### Stored dataset items
= Beginning of Section =

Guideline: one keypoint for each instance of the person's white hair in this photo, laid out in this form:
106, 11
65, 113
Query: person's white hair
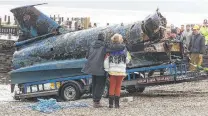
117, 38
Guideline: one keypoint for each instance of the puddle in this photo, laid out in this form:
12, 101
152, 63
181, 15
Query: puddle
5, 94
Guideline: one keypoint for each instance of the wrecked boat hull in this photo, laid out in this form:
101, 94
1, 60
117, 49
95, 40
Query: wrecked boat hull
43, 50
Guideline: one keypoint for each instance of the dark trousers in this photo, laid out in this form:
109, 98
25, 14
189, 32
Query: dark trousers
98, 85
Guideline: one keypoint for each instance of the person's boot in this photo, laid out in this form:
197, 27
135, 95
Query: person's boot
96, 104
111, 100
117, 99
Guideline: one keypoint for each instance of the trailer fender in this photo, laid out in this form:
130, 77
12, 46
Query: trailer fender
71, 81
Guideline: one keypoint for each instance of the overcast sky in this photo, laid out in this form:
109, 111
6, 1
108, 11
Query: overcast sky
183, 6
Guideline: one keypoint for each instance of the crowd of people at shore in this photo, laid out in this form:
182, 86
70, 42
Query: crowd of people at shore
111, 60
194, 39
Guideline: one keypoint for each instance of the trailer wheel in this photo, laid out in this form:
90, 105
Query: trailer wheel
134, 90
70, 92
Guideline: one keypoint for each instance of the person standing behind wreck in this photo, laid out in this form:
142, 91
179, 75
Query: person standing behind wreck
95, 66
187, 35
196, 48
115, 64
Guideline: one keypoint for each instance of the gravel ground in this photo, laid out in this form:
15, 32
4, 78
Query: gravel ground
186, 99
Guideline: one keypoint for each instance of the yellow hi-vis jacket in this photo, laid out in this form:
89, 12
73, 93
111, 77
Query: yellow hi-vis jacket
204, 32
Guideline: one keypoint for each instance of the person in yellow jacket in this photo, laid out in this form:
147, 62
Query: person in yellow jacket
204, 31
196, 48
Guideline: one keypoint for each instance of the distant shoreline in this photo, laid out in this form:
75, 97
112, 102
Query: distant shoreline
103, 16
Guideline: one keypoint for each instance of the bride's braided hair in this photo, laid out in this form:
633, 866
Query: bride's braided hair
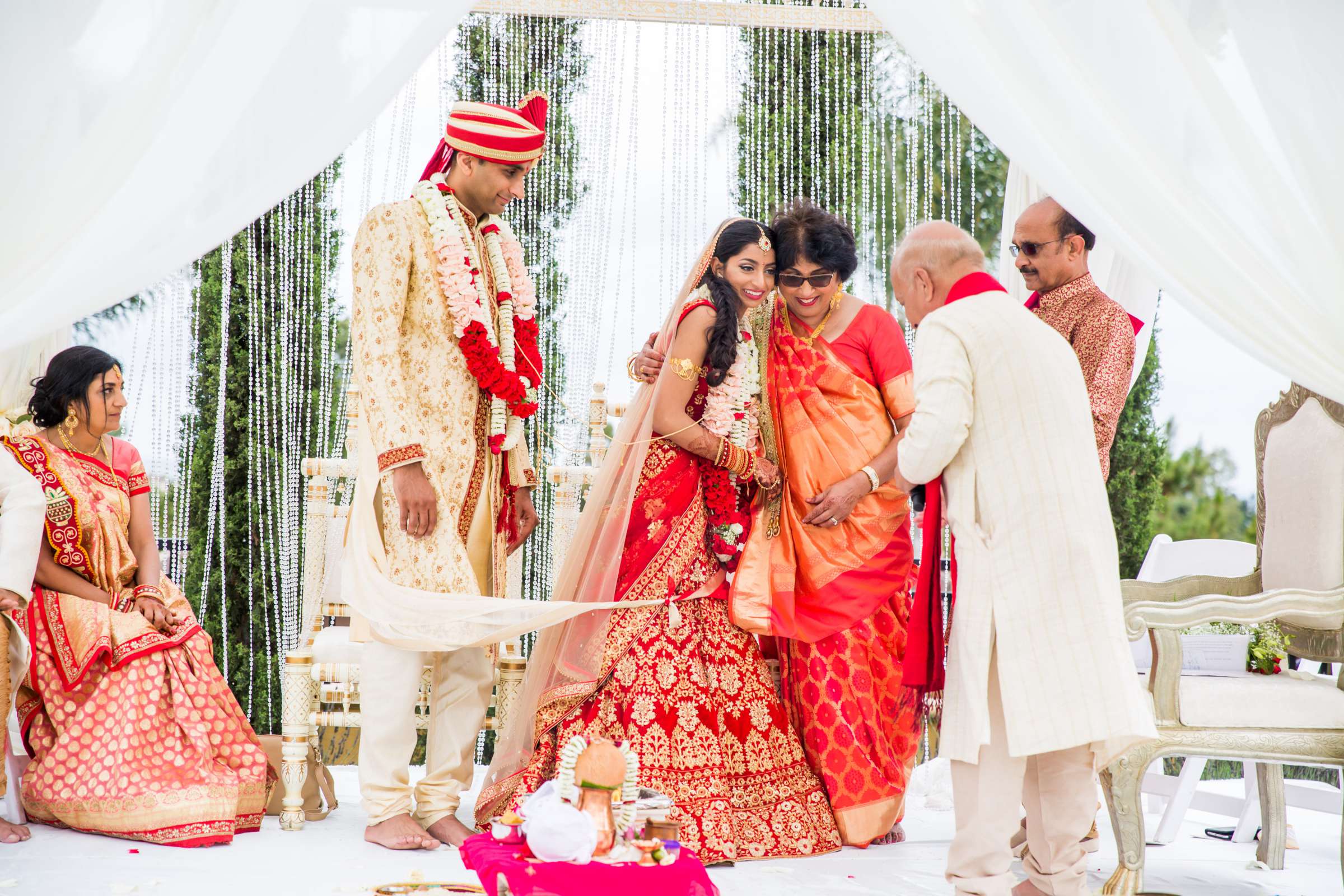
724, 335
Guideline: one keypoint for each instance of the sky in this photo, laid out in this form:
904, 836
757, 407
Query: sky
635, 234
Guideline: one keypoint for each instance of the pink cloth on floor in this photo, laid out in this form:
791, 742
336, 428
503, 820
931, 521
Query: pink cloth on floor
489, 859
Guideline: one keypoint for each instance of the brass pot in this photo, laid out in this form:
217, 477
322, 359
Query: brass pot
597, 804
662, 829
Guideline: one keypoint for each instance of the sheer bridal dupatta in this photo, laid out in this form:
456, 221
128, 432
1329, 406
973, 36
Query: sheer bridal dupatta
563, 667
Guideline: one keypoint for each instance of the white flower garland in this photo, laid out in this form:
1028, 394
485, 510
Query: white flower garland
455, 246
737, 395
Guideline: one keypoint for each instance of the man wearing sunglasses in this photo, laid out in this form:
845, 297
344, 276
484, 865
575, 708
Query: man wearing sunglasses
1050, 249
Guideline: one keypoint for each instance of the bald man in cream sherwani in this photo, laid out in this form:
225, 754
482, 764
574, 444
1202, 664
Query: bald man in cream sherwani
1040, 683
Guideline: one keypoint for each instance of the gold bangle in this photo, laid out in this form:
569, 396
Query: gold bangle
684, 367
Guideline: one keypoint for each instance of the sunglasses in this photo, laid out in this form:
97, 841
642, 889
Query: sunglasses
794, 281
1032, 249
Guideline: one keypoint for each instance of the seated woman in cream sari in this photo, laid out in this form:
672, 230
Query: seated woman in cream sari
131, 727
666, 519
825, 568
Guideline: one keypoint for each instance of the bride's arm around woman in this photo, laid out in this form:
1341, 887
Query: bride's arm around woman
664, 520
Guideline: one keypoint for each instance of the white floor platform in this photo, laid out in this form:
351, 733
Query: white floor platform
331, 857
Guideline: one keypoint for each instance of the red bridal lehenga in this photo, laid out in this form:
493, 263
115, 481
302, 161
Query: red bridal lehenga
132, 732
696, 699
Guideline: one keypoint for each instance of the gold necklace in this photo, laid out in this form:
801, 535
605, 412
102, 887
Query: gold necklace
101, 446
811, 338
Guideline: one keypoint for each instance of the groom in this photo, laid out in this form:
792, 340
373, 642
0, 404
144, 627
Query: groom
445, 358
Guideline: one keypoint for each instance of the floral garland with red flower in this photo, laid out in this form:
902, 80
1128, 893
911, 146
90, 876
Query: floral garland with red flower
731, 413
505, 361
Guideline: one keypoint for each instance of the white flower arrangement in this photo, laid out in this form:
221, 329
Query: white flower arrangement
569, 790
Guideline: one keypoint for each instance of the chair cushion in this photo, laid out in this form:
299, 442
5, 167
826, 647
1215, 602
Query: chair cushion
1304, 503
1260, 702
334, 645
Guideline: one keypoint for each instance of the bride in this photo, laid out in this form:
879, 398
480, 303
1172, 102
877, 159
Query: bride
667, 519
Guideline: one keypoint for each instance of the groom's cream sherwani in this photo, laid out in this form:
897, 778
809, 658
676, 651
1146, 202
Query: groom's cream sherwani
421, 405
1038, 664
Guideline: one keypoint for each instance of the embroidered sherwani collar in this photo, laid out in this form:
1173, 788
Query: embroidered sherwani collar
1076, 288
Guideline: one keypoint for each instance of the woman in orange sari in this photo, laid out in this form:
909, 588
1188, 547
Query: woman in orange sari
131, 727
666, 517
825, 567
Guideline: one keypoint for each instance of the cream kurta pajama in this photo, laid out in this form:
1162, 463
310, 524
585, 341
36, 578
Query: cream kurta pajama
421, 405
1002, 413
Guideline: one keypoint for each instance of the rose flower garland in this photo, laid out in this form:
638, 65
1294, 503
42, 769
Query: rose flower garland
506, 365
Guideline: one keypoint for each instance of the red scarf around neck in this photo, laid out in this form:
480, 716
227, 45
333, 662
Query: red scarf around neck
924, 675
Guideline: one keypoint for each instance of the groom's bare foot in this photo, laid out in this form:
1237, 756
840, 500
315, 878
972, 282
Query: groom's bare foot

= End of Section =

### Problem
Write out only what runs from the line holding "Guideline: one keypoint for each instance of the groom's bare" through the last line of the records, exactly as shown.

### Exercise answer
Guideline: one keypoint for each instance of the groom's bare foot in this photo, laid out in this form:
1237, 756
840, 500
315, 878
972, 282
Query: groom's bare foot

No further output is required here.